=== RECORDS FOR THE TASK ===

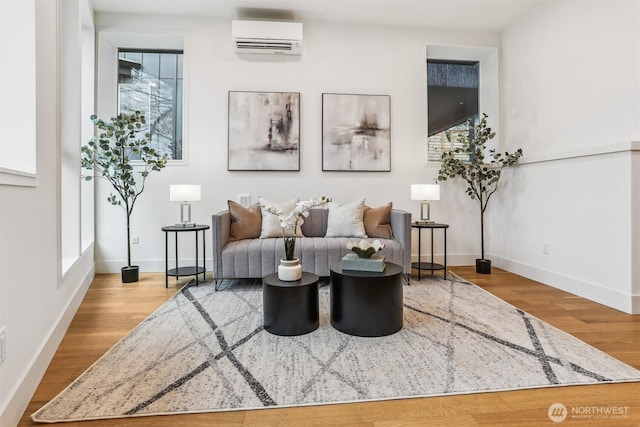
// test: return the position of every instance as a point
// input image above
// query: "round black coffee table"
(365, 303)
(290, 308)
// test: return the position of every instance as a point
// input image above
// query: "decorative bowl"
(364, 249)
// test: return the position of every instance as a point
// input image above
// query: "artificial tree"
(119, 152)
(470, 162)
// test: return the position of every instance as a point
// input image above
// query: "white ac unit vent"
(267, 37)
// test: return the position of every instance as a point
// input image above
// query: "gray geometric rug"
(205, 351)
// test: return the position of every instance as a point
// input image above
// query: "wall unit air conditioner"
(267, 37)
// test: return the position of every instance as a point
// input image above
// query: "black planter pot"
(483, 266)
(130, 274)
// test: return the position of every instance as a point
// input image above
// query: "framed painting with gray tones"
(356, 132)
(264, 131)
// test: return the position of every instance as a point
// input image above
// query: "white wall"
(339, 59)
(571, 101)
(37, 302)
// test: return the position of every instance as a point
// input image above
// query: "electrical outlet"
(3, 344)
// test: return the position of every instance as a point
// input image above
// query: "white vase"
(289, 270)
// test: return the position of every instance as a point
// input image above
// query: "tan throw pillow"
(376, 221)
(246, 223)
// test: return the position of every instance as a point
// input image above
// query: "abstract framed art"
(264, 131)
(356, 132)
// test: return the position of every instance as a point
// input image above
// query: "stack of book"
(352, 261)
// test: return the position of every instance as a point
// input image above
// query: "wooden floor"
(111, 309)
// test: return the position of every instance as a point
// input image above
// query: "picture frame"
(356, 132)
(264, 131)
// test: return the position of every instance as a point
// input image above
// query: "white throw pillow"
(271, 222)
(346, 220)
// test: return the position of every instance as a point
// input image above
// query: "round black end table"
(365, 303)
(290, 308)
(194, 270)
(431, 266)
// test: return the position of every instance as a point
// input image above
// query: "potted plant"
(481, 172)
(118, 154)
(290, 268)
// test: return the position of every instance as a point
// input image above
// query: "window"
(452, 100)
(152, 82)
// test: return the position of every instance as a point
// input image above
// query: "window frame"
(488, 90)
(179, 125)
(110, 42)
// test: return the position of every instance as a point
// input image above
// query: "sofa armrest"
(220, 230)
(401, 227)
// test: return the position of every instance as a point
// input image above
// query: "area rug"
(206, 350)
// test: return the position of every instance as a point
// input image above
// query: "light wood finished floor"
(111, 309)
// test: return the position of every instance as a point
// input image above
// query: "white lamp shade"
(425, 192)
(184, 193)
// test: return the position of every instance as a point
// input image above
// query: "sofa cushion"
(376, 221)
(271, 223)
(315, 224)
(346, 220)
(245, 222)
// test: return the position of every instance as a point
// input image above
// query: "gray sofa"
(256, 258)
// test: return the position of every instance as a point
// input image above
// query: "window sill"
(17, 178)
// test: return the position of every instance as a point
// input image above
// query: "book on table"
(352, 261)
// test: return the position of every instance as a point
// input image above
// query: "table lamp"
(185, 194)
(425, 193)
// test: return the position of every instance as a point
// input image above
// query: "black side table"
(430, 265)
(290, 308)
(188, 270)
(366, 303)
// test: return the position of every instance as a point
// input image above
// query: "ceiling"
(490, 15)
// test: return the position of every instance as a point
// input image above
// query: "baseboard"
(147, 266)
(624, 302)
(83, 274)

===
=== RECORDS FOR THE TASK ===

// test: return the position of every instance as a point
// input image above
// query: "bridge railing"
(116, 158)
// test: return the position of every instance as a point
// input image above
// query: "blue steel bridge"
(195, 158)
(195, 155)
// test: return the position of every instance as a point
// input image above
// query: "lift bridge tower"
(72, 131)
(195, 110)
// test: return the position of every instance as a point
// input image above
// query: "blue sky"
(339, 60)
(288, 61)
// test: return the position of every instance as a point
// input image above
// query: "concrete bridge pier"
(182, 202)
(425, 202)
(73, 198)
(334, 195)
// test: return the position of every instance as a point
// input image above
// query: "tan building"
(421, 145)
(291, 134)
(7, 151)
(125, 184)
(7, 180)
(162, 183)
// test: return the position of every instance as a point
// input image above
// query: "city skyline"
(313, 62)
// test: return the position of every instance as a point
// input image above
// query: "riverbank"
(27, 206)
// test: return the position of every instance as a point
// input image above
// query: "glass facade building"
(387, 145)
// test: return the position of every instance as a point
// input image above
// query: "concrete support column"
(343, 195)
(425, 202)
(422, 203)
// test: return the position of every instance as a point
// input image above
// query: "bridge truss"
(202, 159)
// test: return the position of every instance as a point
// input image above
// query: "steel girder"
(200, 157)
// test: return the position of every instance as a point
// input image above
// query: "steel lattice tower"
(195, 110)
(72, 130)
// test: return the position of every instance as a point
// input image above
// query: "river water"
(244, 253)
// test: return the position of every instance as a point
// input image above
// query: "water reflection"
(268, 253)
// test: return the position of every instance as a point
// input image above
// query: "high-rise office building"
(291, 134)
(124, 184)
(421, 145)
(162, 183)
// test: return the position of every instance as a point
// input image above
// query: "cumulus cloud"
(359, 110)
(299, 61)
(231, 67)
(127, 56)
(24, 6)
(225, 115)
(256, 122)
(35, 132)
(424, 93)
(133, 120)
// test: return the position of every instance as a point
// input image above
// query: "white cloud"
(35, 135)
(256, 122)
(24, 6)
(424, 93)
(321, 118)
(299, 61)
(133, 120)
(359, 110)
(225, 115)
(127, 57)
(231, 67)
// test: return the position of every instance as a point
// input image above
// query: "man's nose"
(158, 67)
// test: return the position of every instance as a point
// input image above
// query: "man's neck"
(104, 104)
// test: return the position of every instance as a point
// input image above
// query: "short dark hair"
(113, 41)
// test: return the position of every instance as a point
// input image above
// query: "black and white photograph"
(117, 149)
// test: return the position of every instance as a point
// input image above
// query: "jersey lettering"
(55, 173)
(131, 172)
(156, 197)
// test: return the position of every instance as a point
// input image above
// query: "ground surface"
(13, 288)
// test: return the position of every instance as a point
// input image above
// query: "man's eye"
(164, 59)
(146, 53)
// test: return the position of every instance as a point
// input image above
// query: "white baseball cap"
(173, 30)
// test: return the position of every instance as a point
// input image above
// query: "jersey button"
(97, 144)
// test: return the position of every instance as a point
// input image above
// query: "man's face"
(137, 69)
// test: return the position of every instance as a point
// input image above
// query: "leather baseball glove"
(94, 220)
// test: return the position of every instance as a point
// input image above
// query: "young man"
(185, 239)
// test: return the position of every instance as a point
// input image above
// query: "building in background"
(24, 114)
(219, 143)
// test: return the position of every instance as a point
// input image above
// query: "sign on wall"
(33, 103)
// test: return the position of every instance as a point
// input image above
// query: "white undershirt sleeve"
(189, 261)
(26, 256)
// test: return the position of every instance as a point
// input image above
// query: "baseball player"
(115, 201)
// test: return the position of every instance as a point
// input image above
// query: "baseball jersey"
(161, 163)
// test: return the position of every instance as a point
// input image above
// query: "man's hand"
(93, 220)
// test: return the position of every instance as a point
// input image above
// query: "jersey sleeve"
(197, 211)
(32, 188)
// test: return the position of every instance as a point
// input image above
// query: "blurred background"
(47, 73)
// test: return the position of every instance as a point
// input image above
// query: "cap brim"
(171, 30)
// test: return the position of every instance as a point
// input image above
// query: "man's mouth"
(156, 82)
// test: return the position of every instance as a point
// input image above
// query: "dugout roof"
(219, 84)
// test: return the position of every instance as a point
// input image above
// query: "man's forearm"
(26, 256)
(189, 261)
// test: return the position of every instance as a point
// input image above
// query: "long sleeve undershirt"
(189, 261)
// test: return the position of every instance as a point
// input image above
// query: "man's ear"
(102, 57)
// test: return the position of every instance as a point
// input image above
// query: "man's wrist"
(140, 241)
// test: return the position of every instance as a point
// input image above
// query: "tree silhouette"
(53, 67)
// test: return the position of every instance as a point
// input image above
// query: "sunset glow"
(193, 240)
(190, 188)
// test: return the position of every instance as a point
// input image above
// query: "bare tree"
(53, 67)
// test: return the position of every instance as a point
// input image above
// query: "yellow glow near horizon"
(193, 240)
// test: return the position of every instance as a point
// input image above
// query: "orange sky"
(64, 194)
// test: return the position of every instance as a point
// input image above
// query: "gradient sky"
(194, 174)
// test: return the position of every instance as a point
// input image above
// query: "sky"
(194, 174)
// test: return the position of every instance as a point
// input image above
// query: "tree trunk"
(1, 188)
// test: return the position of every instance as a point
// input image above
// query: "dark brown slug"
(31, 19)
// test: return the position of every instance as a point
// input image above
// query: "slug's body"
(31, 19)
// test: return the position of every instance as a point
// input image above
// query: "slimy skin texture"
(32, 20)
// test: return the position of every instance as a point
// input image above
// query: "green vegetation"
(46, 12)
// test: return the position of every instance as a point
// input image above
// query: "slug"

===
=== RECORDS FOR THE TASK ===

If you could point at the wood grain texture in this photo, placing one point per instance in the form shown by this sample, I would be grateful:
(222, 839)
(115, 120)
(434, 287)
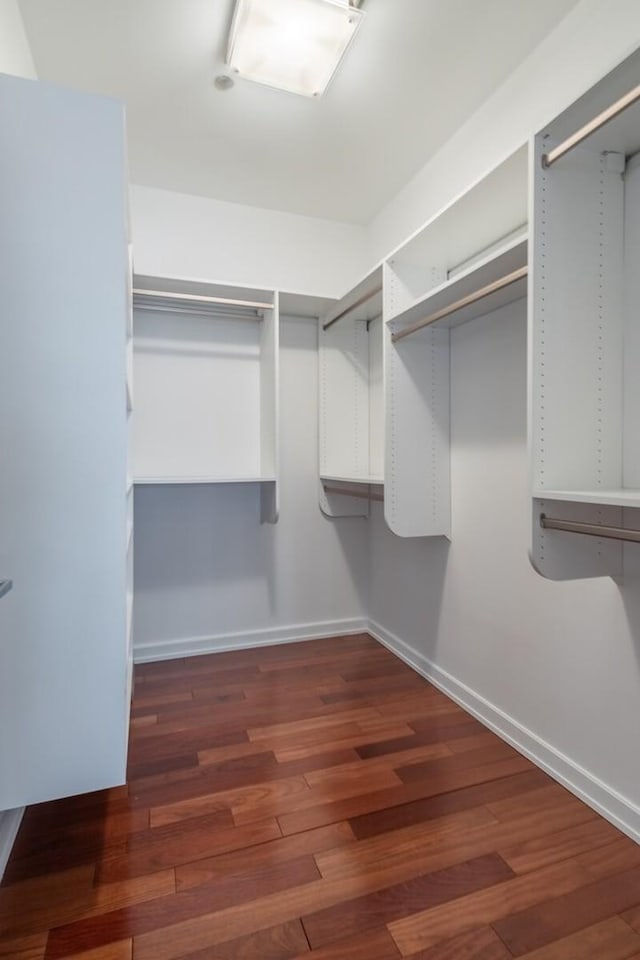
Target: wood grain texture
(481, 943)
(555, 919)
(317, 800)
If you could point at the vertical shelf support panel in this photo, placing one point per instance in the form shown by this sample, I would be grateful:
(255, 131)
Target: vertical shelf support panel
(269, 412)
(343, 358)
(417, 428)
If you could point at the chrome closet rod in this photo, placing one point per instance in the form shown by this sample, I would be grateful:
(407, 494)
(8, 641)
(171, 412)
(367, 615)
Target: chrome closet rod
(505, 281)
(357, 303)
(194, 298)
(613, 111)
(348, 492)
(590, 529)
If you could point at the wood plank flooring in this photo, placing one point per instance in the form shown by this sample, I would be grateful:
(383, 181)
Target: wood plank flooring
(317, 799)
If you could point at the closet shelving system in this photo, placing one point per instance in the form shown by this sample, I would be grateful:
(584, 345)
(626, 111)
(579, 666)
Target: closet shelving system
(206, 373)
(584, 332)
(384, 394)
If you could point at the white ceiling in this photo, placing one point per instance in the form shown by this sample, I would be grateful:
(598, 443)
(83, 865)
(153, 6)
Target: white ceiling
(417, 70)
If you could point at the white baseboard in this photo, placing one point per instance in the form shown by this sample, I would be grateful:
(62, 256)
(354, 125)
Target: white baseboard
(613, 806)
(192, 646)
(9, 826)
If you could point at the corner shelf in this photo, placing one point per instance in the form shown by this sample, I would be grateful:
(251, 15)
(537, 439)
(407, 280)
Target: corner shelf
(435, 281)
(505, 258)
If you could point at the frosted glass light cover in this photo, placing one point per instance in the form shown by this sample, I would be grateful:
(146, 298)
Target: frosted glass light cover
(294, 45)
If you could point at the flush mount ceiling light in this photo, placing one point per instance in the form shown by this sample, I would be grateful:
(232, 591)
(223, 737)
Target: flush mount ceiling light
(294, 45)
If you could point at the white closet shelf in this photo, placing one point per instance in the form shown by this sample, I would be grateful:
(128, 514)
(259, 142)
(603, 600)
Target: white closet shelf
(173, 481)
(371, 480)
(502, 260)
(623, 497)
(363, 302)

===

• **EXERCISE DIRECTIONS**
All lines holding the word "would" must be copied from the data.

• **EXPECTED ANSWER**
If you could point at the wood grain texture in this photo, placing one point per instance in the form shown by this sample, I would be grateful:
If you could point at the vertical shelf support panel in this photo, placing one point per instance in the form shown by this sample, I would be grateful:
If you could point at the chrome closet rod in this photo, placing one point per instance in the form shown by this sample, I would be grateful:
If you could point at the wood plank flooring in this photo, placing one point per instance in the form shown by this sample, I would be grateful:
If you could point at the closet shelving system in this photo, placing one point per instance in the form shown by this sample, I would be grateful:
If you could point at the white ceiling in this photo, placing one point per instance in the form shown by this sample, I would be grateful:
If you could point at the white baseboard in this photo, placing one point per instance in the form shown by this sample, I would be grateful:
If you could point at the corner shelf in this photo, placing one point per instance in the form shown by this sample, I would be grateful:
If you could point at the frosted glass light cover in this photo, placing one point per instance in the form shown by this sample, I would be grateful:
If you could point at the flush mount ceiling light in this photo, placing one point per instance in the form shown by this sample, I would be grateful:
If you could point at the white closet shelf in this photo, placing one point per instance in the form shown by this sample, I would be grateful:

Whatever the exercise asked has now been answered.